FRAGMENT TEKSTU:
******************************

By potwierdzić zmiany na lepsze, Kolejorz musi pokazać siłę w Europie. – Patrzymy w przyszłość z podniesionymi głowami – twierdzi Łukasz Trałka. Ten sam piłkarz siedział rok temu w sali konferencyjnej po dwumeczu ze Stjarnan i przepraszał za porażkę z islandzkimi amatorami. Drużyna musiała wziąć odpowiedzialność za kolejną (po przegranej z Žalgirisem Wilno) kompromitację na międzynarodowej arenie. Teraz wiele się zmieniło. Niedawno Łukasz Trałka jako kapitan zespołu podnosił puchar za mistrzostwo i paterę za wygraną w Superpucharze. – Startujemy z innego poziomu, niż rok temu. Zespół jest lepszy zarówno pod względem mentalnym, jak i piłkarskim – zaznacza 31-letni pomocnik.

******************************

ZADANIE DO WYKONANIA:
Ile lat ma Łukasz Trałka według fragmentu tekstu o Kolejorzu?

******************************

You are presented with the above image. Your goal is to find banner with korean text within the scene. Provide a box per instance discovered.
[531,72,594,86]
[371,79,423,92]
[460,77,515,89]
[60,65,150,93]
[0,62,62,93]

******************************

POPRAWNY WYNIK:
31 lat.